***** MATERIAL SUPPLIED *****

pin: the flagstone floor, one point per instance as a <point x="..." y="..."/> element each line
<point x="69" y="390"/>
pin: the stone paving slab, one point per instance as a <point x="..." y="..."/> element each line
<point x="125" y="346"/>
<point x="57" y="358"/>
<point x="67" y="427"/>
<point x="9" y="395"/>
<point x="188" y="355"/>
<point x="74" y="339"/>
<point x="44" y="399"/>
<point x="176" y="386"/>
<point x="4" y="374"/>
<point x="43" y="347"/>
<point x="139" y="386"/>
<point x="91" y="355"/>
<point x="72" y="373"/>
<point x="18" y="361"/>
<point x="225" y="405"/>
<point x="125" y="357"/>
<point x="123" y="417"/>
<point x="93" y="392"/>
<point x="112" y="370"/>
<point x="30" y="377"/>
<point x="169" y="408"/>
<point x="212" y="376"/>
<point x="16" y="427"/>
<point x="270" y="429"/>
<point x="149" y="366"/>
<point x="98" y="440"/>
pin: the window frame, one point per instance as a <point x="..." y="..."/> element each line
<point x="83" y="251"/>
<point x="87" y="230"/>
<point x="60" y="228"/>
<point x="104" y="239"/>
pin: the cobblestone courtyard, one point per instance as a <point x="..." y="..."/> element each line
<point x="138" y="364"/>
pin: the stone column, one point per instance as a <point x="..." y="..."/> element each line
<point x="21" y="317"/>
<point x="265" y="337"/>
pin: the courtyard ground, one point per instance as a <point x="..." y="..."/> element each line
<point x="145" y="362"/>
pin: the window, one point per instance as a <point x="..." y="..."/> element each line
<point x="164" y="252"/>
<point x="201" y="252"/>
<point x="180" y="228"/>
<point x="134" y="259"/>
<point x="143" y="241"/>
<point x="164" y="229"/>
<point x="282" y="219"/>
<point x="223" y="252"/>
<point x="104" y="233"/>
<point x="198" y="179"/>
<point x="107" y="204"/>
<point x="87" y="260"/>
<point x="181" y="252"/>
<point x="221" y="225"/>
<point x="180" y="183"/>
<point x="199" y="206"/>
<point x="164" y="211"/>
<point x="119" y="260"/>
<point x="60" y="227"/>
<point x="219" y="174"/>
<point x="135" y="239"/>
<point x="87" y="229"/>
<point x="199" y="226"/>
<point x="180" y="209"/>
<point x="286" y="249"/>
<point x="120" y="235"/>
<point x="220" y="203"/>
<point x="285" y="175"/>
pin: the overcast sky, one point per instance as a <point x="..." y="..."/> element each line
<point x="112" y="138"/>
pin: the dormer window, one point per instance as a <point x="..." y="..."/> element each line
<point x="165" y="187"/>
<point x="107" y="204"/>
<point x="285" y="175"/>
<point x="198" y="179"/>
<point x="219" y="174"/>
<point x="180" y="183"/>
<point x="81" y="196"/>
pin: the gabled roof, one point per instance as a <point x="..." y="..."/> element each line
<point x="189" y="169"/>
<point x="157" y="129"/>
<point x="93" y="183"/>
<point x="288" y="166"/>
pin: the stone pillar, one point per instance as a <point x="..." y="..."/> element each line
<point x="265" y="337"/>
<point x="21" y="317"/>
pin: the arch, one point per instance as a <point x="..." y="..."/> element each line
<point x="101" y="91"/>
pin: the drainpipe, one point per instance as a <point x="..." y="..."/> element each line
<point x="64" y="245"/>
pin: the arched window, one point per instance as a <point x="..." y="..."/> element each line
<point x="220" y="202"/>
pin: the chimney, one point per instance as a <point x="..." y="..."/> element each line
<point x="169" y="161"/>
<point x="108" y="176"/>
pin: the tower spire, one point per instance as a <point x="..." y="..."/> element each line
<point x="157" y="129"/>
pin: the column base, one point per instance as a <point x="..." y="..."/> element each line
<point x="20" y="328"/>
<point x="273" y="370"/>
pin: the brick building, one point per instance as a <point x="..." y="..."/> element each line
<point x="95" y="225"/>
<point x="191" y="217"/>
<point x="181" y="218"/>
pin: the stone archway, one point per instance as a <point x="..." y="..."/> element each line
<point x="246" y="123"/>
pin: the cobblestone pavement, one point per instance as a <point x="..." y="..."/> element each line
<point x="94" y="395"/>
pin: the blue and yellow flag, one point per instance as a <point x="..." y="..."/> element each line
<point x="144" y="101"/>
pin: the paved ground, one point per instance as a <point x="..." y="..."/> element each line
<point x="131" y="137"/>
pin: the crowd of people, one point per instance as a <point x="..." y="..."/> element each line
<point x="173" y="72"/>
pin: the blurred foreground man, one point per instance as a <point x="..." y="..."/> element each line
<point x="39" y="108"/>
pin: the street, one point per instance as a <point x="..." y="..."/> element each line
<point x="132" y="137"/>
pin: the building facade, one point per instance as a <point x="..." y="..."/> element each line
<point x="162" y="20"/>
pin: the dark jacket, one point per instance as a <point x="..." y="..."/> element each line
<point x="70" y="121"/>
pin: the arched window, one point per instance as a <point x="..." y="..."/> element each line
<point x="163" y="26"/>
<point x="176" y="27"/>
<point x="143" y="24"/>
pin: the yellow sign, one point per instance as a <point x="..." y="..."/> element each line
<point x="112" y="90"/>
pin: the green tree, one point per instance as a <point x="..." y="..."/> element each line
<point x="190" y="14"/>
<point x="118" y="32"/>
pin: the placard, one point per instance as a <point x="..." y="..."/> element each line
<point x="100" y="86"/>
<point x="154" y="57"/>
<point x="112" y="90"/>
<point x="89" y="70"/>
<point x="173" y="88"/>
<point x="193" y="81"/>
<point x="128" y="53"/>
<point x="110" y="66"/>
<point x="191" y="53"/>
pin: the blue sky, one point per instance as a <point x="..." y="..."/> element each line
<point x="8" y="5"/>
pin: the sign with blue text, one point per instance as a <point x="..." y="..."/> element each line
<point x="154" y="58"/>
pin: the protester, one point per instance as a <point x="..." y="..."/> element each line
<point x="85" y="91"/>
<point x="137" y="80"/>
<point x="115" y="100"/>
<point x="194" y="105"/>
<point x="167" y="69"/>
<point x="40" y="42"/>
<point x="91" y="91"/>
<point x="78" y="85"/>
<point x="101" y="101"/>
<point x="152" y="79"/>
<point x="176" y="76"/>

*****

**WHAT TO PRODUCE**
Please rewrite only the stretch of records from the line containing "pin: the placard, one" through the end of the records, both ends included, keeping the requests as they are and shifting every coordinate in the answers up by 25.

**RESULT OF THE EXERCISE**
pin: the placard, one point per instance as a <point x="..." y="..."/> element each line
<point x="125" y="111"/>
<point x="179" y="82"/>
<point x="137" y="115"/>
<point x="114" y="95"/>
<point x="198" y="113"/>
<point x="218" y="106"/>
<point x="153" y="78"/>
<point x="135" y="91"/>
<point x="216" y="78"/>
pin: the blue sky, one point per instance as a <point x="..." y="..."/> element each line
<point x="33" y="30"/>
pin: the sign with blue text, one point per instance as a <point x="..." y="..."/> element each line
<point x="179" y="83"/>
pin: the protester, one point per instance as a <point x="..." y="..."/> element each line
<point x="110" y="116"/>
<point x="162" y="105"/>
<point x="140" y="125"/>
<point x="219" y="130"/>
<point x="192" y="94"/>
<point x="65" y="67"/>
<point x="116" y="116"/>
<point x="103" y="110"/>
<point x="126" y="126"/>
<point x="177" y="104"/>
<point x="201" y="101"/>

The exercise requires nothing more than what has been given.